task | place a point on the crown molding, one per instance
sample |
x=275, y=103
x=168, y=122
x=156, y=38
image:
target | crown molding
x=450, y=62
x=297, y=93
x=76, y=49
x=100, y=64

◆ ◆ ◆ ◆

## [STATED EXERCISE]
Repeat the entries exactly, all of them.

## [EXPECTED ANSWER]
task | place a point on the crown molding, one per instance
sample |
x=275, y=103
x=168, y=122
x=156, y=38
image:
target | crown molding
x=450, y=62
x=297, y=93
x=76, y=49
x=100, y=64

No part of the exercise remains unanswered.